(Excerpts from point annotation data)

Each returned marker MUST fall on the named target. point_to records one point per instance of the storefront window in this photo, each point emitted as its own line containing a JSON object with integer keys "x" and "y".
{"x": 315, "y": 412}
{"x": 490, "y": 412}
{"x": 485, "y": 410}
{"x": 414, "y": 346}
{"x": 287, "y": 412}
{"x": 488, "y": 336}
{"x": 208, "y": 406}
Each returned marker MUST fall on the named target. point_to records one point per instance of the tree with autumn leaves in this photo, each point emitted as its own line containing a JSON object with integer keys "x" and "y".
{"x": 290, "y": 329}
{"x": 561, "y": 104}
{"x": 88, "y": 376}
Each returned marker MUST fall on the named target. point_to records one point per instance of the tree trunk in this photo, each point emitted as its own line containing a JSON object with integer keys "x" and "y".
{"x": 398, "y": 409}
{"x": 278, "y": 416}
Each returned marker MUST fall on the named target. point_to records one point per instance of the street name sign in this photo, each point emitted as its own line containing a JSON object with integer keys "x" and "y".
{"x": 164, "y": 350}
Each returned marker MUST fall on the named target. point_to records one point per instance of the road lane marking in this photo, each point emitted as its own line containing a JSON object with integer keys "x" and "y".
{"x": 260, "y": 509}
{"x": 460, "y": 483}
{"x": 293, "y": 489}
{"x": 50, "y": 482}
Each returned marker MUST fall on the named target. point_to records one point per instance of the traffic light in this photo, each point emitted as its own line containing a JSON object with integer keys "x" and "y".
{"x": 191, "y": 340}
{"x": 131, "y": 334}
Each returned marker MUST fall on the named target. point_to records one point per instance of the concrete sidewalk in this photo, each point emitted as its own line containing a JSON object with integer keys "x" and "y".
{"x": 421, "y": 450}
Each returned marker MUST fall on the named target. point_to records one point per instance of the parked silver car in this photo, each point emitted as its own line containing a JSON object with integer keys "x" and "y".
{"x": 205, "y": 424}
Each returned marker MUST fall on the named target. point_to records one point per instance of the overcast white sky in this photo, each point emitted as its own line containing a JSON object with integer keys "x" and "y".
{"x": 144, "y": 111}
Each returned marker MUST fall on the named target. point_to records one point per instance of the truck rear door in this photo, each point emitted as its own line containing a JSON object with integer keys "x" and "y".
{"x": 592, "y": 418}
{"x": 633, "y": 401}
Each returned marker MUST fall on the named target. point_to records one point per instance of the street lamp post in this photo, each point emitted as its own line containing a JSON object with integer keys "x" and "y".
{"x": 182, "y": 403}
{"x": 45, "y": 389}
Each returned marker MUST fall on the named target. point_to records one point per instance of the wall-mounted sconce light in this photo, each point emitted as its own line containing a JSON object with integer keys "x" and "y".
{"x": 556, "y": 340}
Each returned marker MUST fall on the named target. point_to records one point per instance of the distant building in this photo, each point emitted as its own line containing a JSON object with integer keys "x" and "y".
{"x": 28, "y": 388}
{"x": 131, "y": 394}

**What this task involves:** Make an exact copy of every line in the data.

**The result:**
Each returned marker MUST fall on the named target. point_to records one point per instance of the storefront window in this photo, each point emitted as its own line containing a JSON object with integer keys "x" and "y".
{"x": 315, "y": 412}
{"x": 490, "y": 412}
{"x": 485, "y": 410}
{"x": 414, "y": 346}
{"x": 287, "y": 412}
{"x": 488, "y": 336}
{"x": 208, "y": 406}
Each returned marker MUST fall on the named target. point_to records one point per instance of the tree with autumn leaves in this photo, each point emitted as its own line containing a JSON object with integer keys "x" and "y".
{"x": 290, "y": 329}
{"x": 561, "y": 104}
{"x": 88, "y": 376}
Each returned marker MUST fall on the named target. point_to records one point per instance of the tree trunk in this photo, each point emitted as its own line containing a JSON object with integer keys "x" and "y".
{"x": 398, "y": 409}
{"x": 278, "y": 416}
Each returned marker MUST fall on the named target. point_to records one point per instance of the street name sign in this photo, each point emitted as its own line containing a JSON object with integer keys "x" and "y".
{"x": 164, "y": 350}
Each returned marker MUST fall on the named target. point_to records one point per instance of the road lane marking in this photo, each point emitted as its own line containing a JSON object with integer keys "x" and "y".
{"x": 260, "y": 509}
{"x": 460, "y": 483}
{"x": 293, "y": 489}
{"x": 50, "y": 482}
Each returned marker MUST fall on the named target. point_to records one point per instance of the traffic light in this photo, each point emitted as its own line containing a JSON object with integer keys "x" and "y".
{"x": 191, "y": 340}
{"x": 131, "y": 334}
Each returned marker MUST fall on the named target. point_to records one point per instance of the concrete sidewalk in this photo, each point emitted as its own line containing a JSON object with integer keys "x" and "y".
{"x": 421, "y": 450}
Each returned marker MUST fall on the named target. point_to records one point per instance of the parked silver car in this photo, each point emitted as its own line containing a JSON object with integer keys "x" and "y".
{"x": 205, "y": 424}
Each returned marker MUST fall on the named target. point_to records one point per instance of the overcast white sky in this photo, each point emitted as its own line containing a JSON object with integer keys "x" and "y".
{"x": 144, "y": 111}
Each returned marker MUST fall on the named target. point_to records one point per instance of the truck rear door in this photo, each point emitted as its own line containing a JSON object with integer keys "x" and "y".
{"x": 592, "y": 418}
{"x": 633, "y": 401}
Each returned marker MUST fall on the named target. point_to records one point per instance of the street lamp post in this photo, each point emitted as its own line containing a JSON object with integer keys "x" and "y".
{"x": 182, "y": 403}
{"x": 45, "y": 389}
Each returned marker MUST fall on the named target. point_to records one point per instance of the wall-mounted sconce light in this photo, each point emitted as its own line containing a JSON object with integer keys "x" and "y".
{"x": 556, "y": 340}
Each returned marker MUST fall on the named target. point_to records one point per instance of the distant building in this photo, each point emitted as its own line containing a JSON object with integer keys "x" and "y".
{"x": 28, "y": 388}
{"x": 131, "y": 394}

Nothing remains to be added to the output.